> [What the task asks]: Check each line of the entries below for the word "corrugated", and copy the lines that have it.

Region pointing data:
--*--
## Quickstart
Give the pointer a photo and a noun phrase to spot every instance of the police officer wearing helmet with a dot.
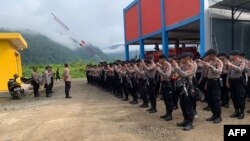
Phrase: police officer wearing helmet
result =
(236, 84)
(185, 71)
(164, 68)
(213, 85)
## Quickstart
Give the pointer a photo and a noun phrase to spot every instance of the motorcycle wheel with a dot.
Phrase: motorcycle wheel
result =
(17, 96)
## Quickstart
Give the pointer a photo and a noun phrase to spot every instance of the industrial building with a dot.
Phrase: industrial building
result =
(220, 24)
(10, 59)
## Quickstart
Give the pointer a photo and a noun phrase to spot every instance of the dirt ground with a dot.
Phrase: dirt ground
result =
(94, 115)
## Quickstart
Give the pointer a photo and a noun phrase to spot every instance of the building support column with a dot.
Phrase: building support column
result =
(165, 43)
(142, 56)
(202, 28)
(127, 52)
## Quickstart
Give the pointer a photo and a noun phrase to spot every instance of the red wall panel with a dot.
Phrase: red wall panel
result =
(132, 23)
(150, 16)
(178, 10)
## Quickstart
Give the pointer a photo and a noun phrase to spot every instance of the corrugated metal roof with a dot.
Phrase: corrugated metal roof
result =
(228, 4)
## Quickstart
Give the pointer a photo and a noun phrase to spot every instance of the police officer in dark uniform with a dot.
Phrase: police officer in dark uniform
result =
(224, 89)
(150, 71)
(236, 84)
(165, 70)
(142, 79)
(185, 71)
(213, 85)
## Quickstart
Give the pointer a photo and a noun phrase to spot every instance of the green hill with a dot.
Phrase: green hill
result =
(43, 50)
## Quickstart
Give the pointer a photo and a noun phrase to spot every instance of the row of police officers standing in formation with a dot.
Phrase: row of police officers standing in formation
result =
(181, 79)
(47, 80)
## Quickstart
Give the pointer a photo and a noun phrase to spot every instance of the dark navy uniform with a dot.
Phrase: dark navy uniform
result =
(186, 74)
(237, 88)
(150, 72)
(166, 89)
(213, 85)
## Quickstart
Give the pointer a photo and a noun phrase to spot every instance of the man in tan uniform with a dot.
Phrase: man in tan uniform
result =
(67, 80)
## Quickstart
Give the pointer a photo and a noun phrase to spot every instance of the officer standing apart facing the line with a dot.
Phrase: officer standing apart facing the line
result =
(213, 85)
(150, 71)
(35, 82)
(165, 70)
(67, 80)
(185, 71)
(236, 84)
(47, 78)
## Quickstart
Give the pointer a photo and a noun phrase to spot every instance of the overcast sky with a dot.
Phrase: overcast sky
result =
(99, 22)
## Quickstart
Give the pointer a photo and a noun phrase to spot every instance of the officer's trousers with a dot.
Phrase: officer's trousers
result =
(151, 93)
(214, 96)
(238, 94)
(167, 95)
(187, 107)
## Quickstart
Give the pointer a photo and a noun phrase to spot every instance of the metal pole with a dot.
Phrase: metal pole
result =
(232, 20)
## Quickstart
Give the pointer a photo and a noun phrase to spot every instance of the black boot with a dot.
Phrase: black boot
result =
(150, 109)
(125, 99)
(142, 105)
(235, 114)
(217, 120)
(212, 118)
(188, 127)
(168, 118)
(153, 111)
(241, 114)
(181, 124)
(145, 106)
(164, 116)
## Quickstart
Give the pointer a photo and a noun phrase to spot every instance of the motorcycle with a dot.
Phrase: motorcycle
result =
(14, 87)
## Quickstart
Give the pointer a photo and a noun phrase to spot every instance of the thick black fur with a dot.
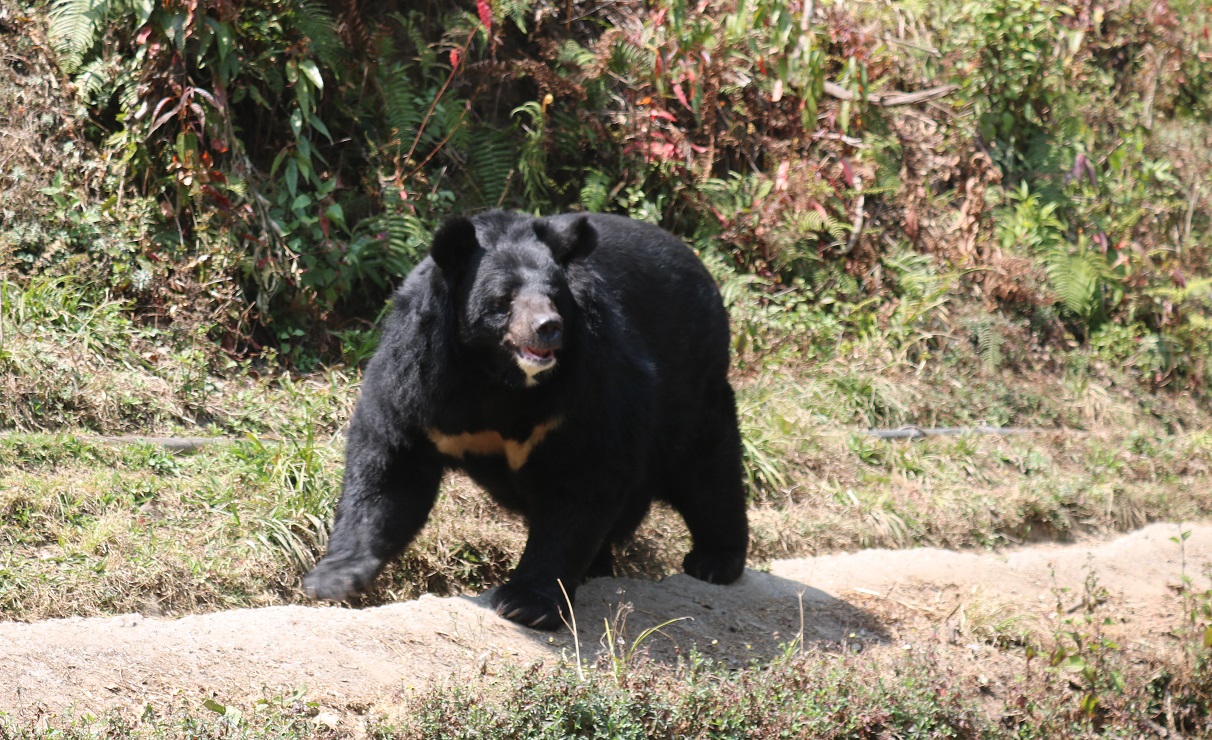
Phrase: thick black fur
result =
(639, 385)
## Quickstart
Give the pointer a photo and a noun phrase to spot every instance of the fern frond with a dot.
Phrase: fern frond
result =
(400, 107)
(595, 193)
(989, 343)
(316, 23)
(91, 81)
(492, 162)
(74, 28)
(1076, 279)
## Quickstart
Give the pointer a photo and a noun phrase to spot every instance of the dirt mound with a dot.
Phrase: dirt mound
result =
(355, 659)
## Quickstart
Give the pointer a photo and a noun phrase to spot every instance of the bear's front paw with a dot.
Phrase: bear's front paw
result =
(715, 566)
(337, 580)
(529, 607)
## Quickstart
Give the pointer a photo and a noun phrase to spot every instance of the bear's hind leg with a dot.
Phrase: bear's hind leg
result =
(705, 487)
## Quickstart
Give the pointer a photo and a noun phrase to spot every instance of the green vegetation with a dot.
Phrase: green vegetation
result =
(206, 204)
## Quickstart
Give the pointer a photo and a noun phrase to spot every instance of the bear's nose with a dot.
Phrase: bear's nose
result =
(549, 328)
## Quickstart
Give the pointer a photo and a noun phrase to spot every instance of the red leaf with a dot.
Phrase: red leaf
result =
(681, 96)
(781, 179)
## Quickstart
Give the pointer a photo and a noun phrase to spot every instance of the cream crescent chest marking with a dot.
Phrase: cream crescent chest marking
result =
(491, 443)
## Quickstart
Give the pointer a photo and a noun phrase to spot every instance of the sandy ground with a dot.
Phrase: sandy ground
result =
(360, 659)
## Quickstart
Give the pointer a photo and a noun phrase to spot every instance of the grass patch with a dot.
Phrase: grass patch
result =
(92, 529)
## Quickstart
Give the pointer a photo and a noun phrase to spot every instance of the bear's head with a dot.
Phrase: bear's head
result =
(507, 277)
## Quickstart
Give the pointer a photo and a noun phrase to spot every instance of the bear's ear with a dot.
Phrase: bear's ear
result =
(453, 245)
(569, 240)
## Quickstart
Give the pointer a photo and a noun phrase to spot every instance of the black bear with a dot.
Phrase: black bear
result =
(573, 366)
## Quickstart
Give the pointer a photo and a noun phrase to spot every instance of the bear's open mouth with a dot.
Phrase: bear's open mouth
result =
(536, 355)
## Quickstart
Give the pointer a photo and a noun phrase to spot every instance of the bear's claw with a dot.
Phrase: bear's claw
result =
(527, 607)
(714, 566)
(338, 580)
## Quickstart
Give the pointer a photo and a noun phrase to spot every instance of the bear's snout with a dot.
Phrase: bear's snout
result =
(536, 323)
(549, 330)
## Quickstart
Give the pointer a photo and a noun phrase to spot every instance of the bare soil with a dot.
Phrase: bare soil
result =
(354, 660)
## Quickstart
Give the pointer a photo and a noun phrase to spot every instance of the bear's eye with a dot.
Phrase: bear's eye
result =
(501, 304)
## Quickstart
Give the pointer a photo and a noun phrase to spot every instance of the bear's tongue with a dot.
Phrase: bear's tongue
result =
(535, 353)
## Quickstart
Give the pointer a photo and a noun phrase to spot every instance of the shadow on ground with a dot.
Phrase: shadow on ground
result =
(753, 620)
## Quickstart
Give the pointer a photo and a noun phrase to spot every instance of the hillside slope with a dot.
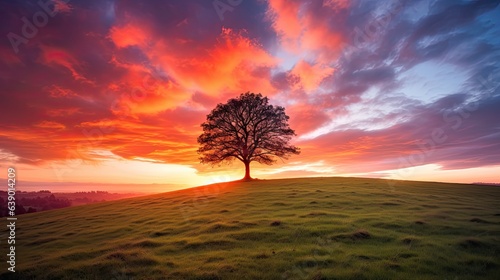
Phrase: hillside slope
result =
(311, 228)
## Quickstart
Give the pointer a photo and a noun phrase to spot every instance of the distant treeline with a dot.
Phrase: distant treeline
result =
(31, 205)
(36, 201)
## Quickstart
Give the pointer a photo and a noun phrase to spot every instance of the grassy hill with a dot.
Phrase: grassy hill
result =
(312, 228)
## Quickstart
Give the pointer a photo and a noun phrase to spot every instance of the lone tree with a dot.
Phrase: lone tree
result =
(246, 128)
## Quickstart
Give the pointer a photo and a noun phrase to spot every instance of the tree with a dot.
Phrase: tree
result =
(246, 128)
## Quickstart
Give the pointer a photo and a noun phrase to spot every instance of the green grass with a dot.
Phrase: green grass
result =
(313, 228)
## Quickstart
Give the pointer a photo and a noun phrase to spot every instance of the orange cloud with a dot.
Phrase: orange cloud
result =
(303, 30)
(129, 35)
(235, 63)
(61, 57)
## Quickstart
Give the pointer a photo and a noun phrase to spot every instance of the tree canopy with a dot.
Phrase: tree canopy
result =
(246, 128)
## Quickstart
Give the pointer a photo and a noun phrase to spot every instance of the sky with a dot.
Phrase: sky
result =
(114, 92)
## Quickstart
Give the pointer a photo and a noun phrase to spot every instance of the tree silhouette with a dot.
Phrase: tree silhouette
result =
(246, 128)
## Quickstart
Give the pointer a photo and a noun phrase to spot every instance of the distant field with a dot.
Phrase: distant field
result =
(314, 228)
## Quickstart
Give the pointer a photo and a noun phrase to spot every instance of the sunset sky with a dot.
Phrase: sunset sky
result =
(114, 92)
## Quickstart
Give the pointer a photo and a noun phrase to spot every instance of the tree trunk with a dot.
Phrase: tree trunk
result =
(247, 171)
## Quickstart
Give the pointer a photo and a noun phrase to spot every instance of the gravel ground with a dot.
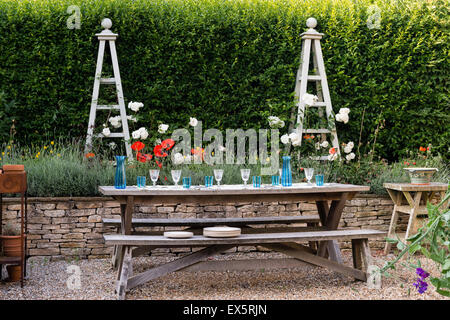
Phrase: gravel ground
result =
(47, 280)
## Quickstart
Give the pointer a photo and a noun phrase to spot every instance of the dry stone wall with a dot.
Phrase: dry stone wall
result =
(61, 227)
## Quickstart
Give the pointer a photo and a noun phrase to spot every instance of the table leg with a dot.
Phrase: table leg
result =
(414, 203)
(126, 218)
(322, 209)
(332, 223)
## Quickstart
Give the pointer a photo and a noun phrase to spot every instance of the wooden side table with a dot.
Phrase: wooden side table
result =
(411, 199)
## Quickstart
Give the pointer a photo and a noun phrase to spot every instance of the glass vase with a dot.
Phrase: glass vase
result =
(120, 179)
(286, 173)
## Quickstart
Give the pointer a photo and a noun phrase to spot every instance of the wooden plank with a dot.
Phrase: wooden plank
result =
(356, 254)
(414, 209)
(128, 215)
(319, 261)
(332, 222)
(124, 274)
(229, 190)
(433, 186)
(224, 199)
(407, 209)
(161, 241)
(391, 231)
(206, 222)
(246, 265)
(365, 254)
(175, 265)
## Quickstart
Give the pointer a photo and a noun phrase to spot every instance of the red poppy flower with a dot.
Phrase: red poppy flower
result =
(144, 157)
(158, 151)
(137, 146)
(198, 152)
(168, 144)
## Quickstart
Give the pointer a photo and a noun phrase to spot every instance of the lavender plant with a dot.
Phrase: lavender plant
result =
(433, 241)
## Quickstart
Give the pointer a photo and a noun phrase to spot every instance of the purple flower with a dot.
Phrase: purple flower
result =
(422, 273)
(421, 285)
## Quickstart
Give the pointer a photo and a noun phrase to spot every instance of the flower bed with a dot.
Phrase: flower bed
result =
(61, 227)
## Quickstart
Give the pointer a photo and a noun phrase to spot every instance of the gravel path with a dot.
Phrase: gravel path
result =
(48, 281)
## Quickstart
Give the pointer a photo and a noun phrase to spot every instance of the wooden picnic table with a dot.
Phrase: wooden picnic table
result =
(329, 213)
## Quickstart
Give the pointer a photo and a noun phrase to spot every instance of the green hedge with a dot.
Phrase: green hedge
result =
(230, 64)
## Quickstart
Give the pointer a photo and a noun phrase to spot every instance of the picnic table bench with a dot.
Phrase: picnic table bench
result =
(282, 242)
(330, 201)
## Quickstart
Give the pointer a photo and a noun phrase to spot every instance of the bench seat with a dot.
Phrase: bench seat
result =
(284, 242)
(209, 222)
(243, 239)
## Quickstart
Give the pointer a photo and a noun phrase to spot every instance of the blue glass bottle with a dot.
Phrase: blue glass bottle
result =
(286, 173)
(120, 179)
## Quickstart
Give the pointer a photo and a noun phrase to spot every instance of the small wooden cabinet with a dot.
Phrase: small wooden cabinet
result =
(13, 179)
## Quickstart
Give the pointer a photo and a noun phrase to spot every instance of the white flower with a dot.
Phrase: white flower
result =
(193, 122)
(309, 99)
(344, 111)
(162, 128)
(132, 118)
(350, 156)
(296, 142)
(136, 134)
(106, 132)
(332, 157)
(275, 122)
(178, 158)
(143, 133)
(342, 117)
(135, 106)
(115, 121)
(284, 139)
(348, 147)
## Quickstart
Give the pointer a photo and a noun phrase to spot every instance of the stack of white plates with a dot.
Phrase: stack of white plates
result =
(178, 234)
(221, 232)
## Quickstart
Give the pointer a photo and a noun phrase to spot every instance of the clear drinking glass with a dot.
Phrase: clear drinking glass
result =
(218, 174)
(308, 174)
(176, 175)
(154, 174)
(245, 175)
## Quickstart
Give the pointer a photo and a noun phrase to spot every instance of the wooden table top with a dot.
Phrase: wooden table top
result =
(433, 186)
(224, 190)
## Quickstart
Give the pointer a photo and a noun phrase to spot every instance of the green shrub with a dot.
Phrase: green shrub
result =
(230, 64)
(61, 170)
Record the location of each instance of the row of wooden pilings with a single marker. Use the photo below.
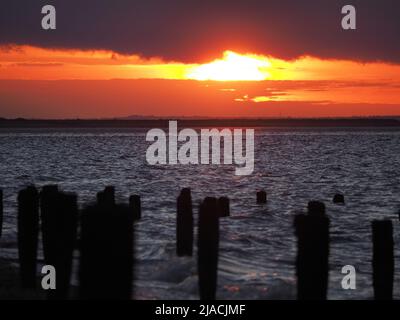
(106, 243)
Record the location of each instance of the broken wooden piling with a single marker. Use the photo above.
(261, 197)
(223, 207)
(136, 207)
(59, 214)
(27, 235)
(312, 231)
(383, 259)
(208, 247)
(106, 265)
(184, 224)
(1, 212)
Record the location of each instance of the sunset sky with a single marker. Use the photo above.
(207, 59)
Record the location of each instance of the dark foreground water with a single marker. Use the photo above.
(258, 247)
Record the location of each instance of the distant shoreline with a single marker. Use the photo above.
(196, 123)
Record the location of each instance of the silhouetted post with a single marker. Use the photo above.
(59, 228)
(338, 198)
(383, 259)
(312, 231)
(48, 214)
(106, 197)
(208, 243)
(1, 212)
(136, 207)
(223, 207)
(261, 197)
(27, 233)
(184, 224)
(106, 265)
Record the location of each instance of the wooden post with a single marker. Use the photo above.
(59, 229)
(383, 259)
(106, 265)
(48, 214)
(184, 224)
(261, 197)
(106, 197)
(208, 245)
(27, 233)
(223, 207)
(312, 231)
(1, 212)
(136, 207)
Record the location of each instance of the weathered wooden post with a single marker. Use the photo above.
(223, 207)
(338, 198)
(261, 197)
(59, 228)
(184, 224)
(383, 259)
(1, 212)
(312, 231)
(106, 197)
(106, 265)
(48, 214)
(208, 247)
(136, 207)
(27, 233)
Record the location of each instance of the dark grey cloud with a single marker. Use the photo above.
(197, 30)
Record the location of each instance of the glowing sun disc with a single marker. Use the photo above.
(232, 67)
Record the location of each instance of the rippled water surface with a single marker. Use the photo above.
(258, 247)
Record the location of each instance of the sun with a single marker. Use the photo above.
(232, 67)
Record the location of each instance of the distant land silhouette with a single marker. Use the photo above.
(200, 122)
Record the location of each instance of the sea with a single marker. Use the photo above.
(258, 244)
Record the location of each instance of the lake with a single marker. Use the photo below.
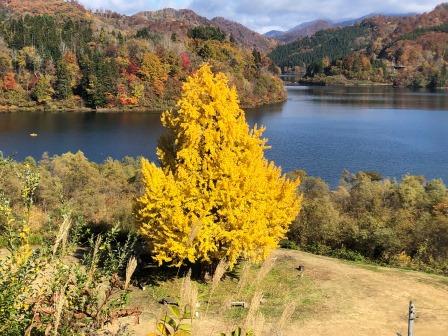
(323, 130)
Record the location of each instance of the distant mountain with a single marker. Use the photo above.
(181, 21)
(38, 7)
(77, 58)
(312, 27)
(301, 30)
(274, 33)
(242, 34)
(405, 50)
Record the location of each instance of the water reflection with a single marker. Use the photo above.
(320, 129)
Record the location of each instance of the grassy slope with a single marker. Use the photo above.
(334, 298)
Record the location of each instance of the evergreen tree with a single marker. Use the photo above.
(63, 81)
(43, 91)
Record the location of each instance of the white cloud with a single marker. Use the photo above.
(263, 15)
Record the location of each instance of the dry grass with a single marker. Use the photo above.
(332, 298)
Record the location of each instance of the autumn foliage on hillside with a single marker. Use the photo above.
(404, 51)
(215, 196)
(52, 57)
(39, 7)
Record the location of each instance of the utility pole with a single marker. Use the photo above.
(411, 319)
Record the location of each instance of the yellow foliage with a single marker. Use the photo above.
(215, 196)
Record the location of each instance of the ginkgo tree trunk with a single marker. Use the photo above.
(214, 196)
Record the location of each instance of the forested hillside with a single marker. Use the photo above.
(56, 54)
(404, 51)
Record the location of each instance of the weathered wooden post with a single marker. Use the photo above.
(411, 319)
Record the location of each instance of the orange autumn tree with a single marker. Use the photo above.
(215, 196)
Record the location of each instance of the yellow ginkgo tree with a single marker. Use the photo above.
(214, 195)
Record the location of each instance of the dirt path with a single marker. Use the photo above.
(363, 301)
(357, 300)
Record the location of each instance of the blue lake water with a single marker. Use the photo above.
(323, 130)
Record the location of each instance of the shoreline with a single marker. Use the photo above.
(83, 109)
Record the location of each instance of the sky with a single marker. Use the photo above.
(265, 15)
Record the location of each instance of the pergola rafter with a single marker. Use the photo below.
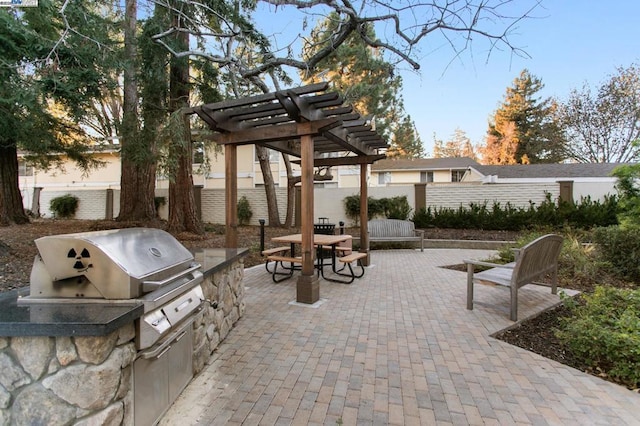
(305, 122)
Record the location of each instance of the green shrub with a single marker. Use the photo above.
(620, 248)
(605, 332)
(64, 206)
(584, 215)
(244, 211)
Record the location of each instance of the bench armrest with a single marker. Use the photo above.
(489, 264)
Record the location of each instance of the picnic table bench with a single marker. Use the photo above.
(394, 230)
(534, 262)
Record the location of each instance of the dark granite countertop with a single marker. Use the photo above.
(88, 319)
(63, 319)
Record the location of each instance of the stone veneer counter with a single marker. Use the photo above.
(73, 364)
(88, 319)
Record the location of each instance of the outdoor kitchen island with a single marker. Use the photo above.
(82, 361)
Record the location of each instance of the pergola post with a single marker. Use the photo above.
(308, 284)
(231, 195)
(364, 215)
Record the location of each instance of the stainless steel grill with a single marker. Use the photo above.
(142, 264)
(145, 264)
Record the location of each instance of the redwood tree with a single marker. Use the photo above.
(47, 88)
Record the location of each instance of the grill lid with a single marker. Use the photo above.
(110, 264)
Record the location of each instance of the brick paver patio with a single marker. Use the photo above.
(395, 347)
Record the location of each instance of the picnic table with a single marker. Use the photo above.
(287, 254)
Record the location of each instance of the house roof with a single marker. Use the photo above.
(574, 170)
(424, 164)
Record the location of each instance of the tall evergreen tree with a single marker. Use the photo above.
(405, 140)
(47, 88)
(459, 145)
(524, 128)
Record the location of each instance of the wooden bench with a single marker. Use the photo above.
(271, 251)
(348, 260)
(280, 259)
(394, 230)
(534, 262)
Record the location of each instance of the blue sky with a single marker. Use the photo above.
(570, 42)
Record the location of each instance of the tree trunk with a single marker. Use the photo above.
(11, 208)
(269, 186)
(137, 180)
(182, 206)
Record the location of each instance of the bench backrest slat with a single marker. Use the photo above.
--*--
> [Answer space]:
Give the pointer a photo and a noun phrase to spot every instance of the corrugated metal roof with a dot.
Phrase: corrugated metal roof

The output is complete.